§ 元の文章:

--

実際に、360度のカメラの付いたスマートグラスにより、遠隔地の専門家はARマーカーや映像を用いて現場に的確なアドバイスが行うことができるようになり、製造ラインの新設や再設計、メンテナンスや機器点検を遠隔地から行うことが可能になりました。
これにより、移動時間やコストの大幅な削減を実現させています。

例えば、タイの飲料工場の製造ラインを新設する際に、スイスにある研究開発チームが遠隔で支援しており、その他にも世界各国のラインの増設や新しい形の菓子作りなどを遠方にいる専門家と連絡を取りながら行うことができるため、これまで以上にスピード感を持って業務を遂行することが出来るようになりました。

スマートグラスでビジネスを加速

スマートグラスをビジネスシーンで活用すると、作業効率や生産性が大きく向上します。

例えば、今までベテランしか対応できなかった作業工程であっても、ARの作業ガイドを取り入れることにより、多くの新人がこなせるようになり、人材育成にかかる手間やコストを大きく短縮することができます。

このように、スマートグラスには生産性アップ・出張コストの削減・人員育成のスピードアップなどものづくりの現場をサポートする多くのメリットがありますので、ぜひ現場への導入を検討してみてはいかがでしょうか。

--

§ 記録データ:
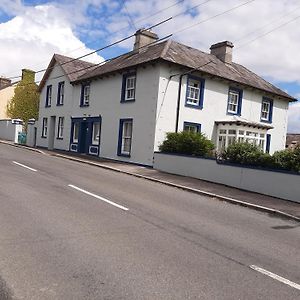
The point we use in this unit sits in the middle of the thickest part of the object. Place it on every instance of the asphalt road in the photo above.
(73, 231)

--

§ やること:
A. 元の文章では、移動時間やコストを大きく減らせた理由が何だとされていますか。1〜3文で説明してください。
B. 元の文章について、次の問いに短く答えてください。
(i) タイの飲料工場で製造ラインを新設するとき、遠隔で支援したのはどこのチームですか。
(ii) ARの作業ガイドを取り入れると、今までベテランしかできなかった作業を誰がこなせるようになりますか。
(iii) 最後の段落では、ものづくりの現場を支えるメリットとして何が挙げられていますか。
C. 元の文章のうち、「スマートグラスをビジネスシーンで活用すると、作業効率や生産性が大きく向上します。」から「してみてはいかがでしょうか。」までの部分を、一字一句変えずに打ち直してください。

§ 最終結果:
A. 360度カメラ付きのスマートグラスを使うと、遠くにいる専門家がARマーカーや映像で現場に的確なアドバイスを出せるようになりました。そのため、製造ラインの新設や再設計、メンテナンスや機器点検を遠隔地から行えるようになったからです。

B.
(i) スイスにある研究開発チーム
(ii) 多くの新人
(iii) 生産性アップ、出張コストの削減、人員育成のスピードアップ

C.
スマートグラスをビジネスシーンで活用すると、作業効率や生産性が大きく向上します。

例えば、今までベテランしか対応できなかった作業工程であっても、ARの作業ガイドを取り入れることにより、多くの新人がこなせるようになり、人材育成にかかる手間やコストを大きく短縮することができます。

このように、スマートグラスには生産性アップ・出張コストの削減・人員育成のスピードアップなどものづくりの現場をサポートする多くのメリットがありますので、ぜひ現場への導入を検討してみてはいかがでしょうか。